# INSTRUCTION
Can all of these lines be returned exactly?
+++ RECORDS SUPPLIED +++
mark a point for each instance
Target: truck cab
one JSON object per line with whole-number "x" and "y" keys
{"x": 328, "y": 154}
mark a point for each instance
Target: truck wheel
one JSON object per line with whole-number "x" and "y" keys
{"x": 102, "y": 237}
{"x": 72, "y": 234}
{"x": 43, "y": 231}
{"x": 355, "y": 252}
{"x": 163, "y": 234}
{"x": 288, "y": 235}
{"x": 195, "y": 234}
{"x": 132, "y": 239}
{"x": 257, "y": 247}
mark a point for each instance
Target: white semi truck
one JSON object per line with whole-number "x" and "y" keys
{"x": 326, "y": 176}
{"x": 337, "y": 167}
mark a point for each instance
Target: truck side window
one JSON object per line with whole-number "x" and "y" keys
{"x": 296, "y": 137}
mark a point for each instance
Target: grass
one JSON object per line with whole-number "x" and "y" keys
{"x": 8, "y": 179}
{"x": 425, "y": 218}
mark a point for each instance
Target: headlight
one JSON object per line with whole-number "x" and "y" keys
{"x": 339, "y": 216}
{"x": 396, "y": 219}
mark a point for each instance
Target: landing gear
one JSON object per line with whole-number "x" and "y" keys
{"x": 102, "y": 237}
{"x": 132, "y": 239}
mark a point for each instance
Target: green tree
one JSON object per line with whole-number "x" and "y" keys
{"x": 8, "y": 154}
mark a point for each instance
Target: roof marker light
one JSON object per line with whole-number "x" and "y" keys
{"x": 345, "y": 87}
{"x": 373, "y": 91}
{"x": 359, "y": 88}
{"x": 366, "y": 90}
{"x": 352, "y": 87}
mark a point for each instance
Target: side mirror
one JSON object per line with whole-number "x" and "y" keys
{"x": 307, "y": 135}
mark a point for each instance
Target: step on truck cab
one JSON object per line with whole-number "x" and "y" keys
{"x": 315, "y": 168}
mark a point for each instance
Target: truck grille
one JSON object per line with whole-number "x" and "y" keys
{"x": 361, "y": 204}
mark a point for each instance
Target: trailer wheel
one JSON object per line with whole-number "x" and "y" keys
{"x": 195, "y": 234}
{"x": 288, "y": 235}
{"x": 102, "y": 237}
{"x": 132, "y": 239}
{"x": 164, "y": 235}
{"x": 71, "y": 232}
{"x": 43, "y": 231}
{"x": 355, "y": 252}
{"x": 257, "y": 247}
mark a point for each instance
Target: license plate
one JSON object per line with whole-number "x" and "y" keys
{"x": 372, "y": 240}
+++
# ANSWER FOR THE TASK
mark a point for each instance
Target: truck cab
one JSON object per line with whole-number "x" and "y" keys
{"x": 328, "y": 154}
mark a point for each instance
Target: truck wheel
one JSON object per line with whole-number "x" and "y" keys
{"x": 102, "y": 237}
{"x": 72, "y": 234}
{"x": 43, "y": 231}
{"x": 355, "y": 252}
{"x": 163, "y": 234}
{"x": 288, "y": 235}
{"x": 195, "y": 234}
{"x": 132, "y": 239}
{"x": 257, "y": 247}
mark a point for each instance
Target: white semi truck
one JSON object per line with whole-number "x" and "y" keys
{"x": 326, "y": 176}
{"x": 337, "y": 167}
mark a point for each instance
Target: truck side window
one JSON object per line with whole-number "x" and "y" keys
{"x": 296, "y": 137}
mark a point for each instance
Target: grass
one JSON object per line with whole-number "x" and "y" keys
{"x": 8, "y": 179}
{"x": 425, "y": 218}
mark a point for each instance
Target: headlight
one JSON object per line with whole-number "x" and "y" keys
{"x": 339, "y": 216}
{"x": 396, "y": 219}
mark a point for each instance
Target: landing gear
one JSON object per line with whole-number "x" and "y" keys
{"x": 102, "y": 237}
{"x": 132, "y": 239}
mark a point for each instance
Target: green tree
one JSON object per line with whole-number "x" and "y" keys
{"x": 8, "y": 154}
mark a point for each instance
Target: roof marker light
one JSON object per line with whole-number "x" and "y" keys
{"x": 345, "y": 87}
{"x": 373, "y": 91}
{"x": 359, "y": 88}
{"x": 366, "y": 90}
{"x": 352, "y": 87}
mark a point for each instance
Target: side mirror
one JSON object per line with whole-number "x" and "y" keys
{"x": 307, "y": 135}
mark a point for each instance
Target: step on truck cab
one JSON object per line with whole-number "x" and "y" keys
{"x": 315, "y": 168}
mark a point for each instance
Target: truck grille
one JSON object per line with whole-number "x" and "y" keys
{"x": 361, "y": 204}
mark a point for each instance
Target: trailer wheel
one JSON object per line with whole-number "x" and "y" keys
{"x": 195, "y": 234}
{"x": 288, "y": 235}
{"x": 102, "y": 237}
{"x": 132, "y": 239}
{"x": 164, "y": 235}
{"x": 71, "y": 232}
{"x": 43, "y": 231}
{"x": 355, "y": 252}
{"x": 257, "y": 247}
mark a point for each instance
Target: license plate
one JSON object per line with whole-number "x" and "y" keys
{"x": 372, "y": 240}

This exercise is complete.